:: Your goal ::
Render the listing below as a two-column CSV with the headers "prompt" and "points". Give one row for each request. Put the request text in the first field and its answer in the second, with each field in double quotes and any line breaks replaced by spaces.

:: Location identification listing ::
____________________
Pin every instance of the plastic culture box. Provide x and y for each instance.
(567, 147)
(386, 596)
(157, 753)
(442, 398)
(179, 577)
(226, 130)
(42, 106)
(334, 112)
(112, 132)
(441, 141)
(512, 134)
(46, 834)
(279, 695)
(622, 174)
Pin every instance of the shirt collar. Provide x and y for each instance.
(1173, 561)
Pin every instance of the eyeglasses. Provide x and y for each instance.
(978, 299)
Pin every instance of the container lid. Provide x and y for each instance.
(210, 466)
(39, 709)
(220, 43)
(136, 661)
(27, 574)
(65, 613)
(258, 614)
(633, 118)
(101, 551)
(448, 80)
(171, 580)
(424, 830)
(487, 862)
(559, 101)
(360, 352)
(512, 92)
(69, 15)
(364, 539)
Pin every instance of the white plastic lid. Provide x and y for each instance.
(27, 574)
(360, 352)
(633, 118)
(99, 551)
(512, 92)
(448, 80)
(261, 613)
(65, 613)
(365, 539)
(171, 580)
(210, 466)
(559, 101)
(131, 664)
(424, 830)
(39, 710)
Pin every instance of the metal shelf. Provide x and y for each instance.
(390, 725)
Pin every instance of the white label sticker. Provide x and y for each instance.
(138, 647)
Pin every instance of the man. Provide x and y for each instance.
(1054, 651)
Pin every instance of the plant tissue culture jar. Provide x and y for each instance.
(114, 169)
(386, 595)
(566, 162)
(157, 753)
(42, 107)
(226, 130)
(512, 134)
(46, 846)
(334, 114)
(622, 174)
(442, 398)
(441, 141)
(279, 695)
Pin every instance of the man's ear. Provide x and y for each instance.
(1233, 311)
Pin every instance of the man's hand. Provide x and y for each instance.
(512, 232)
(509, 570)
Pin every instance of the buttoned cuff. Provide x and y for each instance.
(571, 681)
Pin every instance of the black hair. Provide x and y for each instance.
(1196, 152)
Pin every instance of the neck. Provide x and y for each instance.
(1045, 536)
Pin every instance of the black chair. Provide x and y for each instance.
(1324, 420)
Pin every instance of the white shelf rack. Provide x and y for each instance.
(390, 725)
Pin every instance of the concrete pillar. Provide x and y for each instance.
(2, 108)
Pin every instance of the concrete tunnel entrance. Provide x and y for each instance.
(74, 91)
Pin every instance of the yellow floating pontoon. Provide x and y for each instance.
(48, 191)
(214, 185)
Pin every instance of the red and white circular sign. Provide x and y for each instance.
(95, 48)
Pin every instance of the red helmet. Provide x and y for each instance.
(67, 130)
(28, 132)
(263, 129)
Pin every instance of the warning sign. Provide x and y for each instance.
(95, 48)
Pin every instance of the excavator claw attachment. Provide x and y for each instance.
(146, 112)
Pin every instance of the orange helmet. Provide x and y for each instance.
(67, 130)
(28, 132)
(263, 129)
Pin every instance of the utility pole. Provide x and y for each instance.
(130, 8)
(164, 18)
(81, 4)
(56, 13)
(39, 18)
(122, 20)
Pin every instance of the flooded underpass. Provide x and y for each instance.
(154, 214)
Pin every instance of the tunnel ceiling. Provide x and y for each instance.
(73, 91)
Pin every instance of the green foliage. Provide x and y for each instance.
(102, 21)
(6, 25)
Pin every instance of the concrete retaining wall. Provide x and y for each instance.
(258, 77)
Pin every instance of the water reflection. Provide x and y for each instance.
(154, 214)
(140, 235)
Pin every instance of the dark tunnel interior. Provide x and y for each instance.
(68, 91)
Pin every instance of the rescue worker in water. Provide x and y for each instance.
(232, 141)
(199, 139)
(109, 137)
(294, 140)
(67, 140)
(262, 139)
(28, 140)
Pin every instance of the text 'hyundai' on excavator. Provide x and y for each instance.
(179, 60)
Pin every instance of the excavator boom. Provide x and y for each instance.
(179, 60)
____________________
:: Complete answer ::
prompt,points
"Pin every instance of the plastic culture box. Provide x and y for each instance.","(567, 147) (386, 596) (157, 753) (442, 398) (179, 577) (226, 130) (42, 106) (334, 112) (112, 132) (441, 141) (512, 134) (46, 834) (279, 695) (622, 174)"
"Pin every instance of the shirt collar. Provide x and y for each instance.","(1173, 561)"
"Pin every instance of the eyeglasses. Provide x and y for each instance.","(978, 299)"
"Pin every instance of the container lid. Provide x and y for each instance.","(210, 466) (39, 709) (220, 43) (136, 661) (27, 574) (65, 613) (258, 614) (633, 118) (101, 551) (448, 80) (171, 580) (424, 830) (487, 862) (559, 101) (360, 352) (512, 92) (69, 15) (364, 539)"
"Pin every instance of the white plastic lid. Provide x and y for each instance.","(27, 574) (360, 352) (633, 118) (99, 551) (512, 92) (448, 80) (261, 613) (65, 613) (365, 539) (171, 580) (210, 466) (559, 101) (131, 664) (424, 830) (39, 710)"
"Pin every instance of the metal shelf. Provide x and y for each instance.","(390, 725)"
"Pin every instance of the white label sticker. Provide x and y for each instance.","(138, 647)"
"Pin every instance of the man. Provide x and y for each instance.","(1054, 651)"
"Pin every instance of the plant tissue culture jar. Provide x and y for each instance.","(114, 169) (386, 595) (566, 162) (157, 753) (42, 107) (226, 130) (512, 134) (46, 846) (334, 114) (622, 174) (442, 398) (441, 141) (279, 695)"
"Pin every instance of the man's ear. Provide x and y for each instance.","(1233, 311)"
"Pin every instance of the man's hand. Provide x and y for each instance.","(512, 232) (509, 570)"
"Pin every instance of the buttoned cuff. Provide x and y for each instance.","(571, 681)"
"Pin every instance of the black hair. Provide x and y for each instance.","(1196, 152)"
"Pin every instance of the neck. Provide x and y for each instance.","(1045, 536)"
"Pin every instance of the black chair. Provide x and y for each instance.","(1324, 420)"
"Pin every instance of the white shelf rack. Provide x and y for each instance.","(390, 725)"
"Pin every instance of the concrete pillar. Provide x and y for each instance.","(2, 108)"
"Pin every instance of the concrete tunnel entrance. Provide x and y for each instance.","(74, 91)"
"Pin every instance of the yellow floating pontoon. Provide x and y for each instance.","(48, 191) (214, 185)"
"Pin every instance of the red and white circular sign. Provide x and y for each instance.","(95, 48)"
"Pin every instance of the red helmet. Provide x and y for each instance.","(67, 130) (28, 132) (263, 129)"
"Pin every instance of the warning sign. Provide x and y for each instance.","(95, 48)"
"Pin every instance of the excavator claw attachment. Provide x and y for each instance.","(146, 112)"
"Pin every instance of the orange helmet. Provide x and y for each instance.","(67, 130) (28, 132) (263, 129)"
"Pin every instance of the utility pole. Provide x and y for each instance.","(130, 8) (164, 18) (81, 4) (56, 13) (39, 18) (122, 20)"
"Pin every instance of the flooded underpass. Provide x and y for each instance.","(154, 214)"
"Pin every instance of the tunnel ceiling. Provide x and y for each instance.","(73, 91)"
"Pin every instance of the green foliage. Provide x and y for each instance.","(102, 21) (6, 25)"
"Pin every instance of the concrete retaining wall. Provide x and y for each instance.","(258, 77)"
"Pin every instance of the water reflection. Provide x and y for each instance.","(154, 214) (140, 235)"
"Pin every instance of the dark tunnel interior. Provide x and y for each instance.","(68, 91)"
"Pin every instance of the rescue worker in water. Provide x and y for each instance.","(232, 141) (199, 139) (109, 137) (294, 140) (67, 140) (262, 139) (28, 140)"
"Pin every instance of the text 'hyundai' on excavator. Provide x and y for each instance.","(179, 60)"
"Pin every instance of the excavator boom. Provide x and y for each instance.","(179, 60)"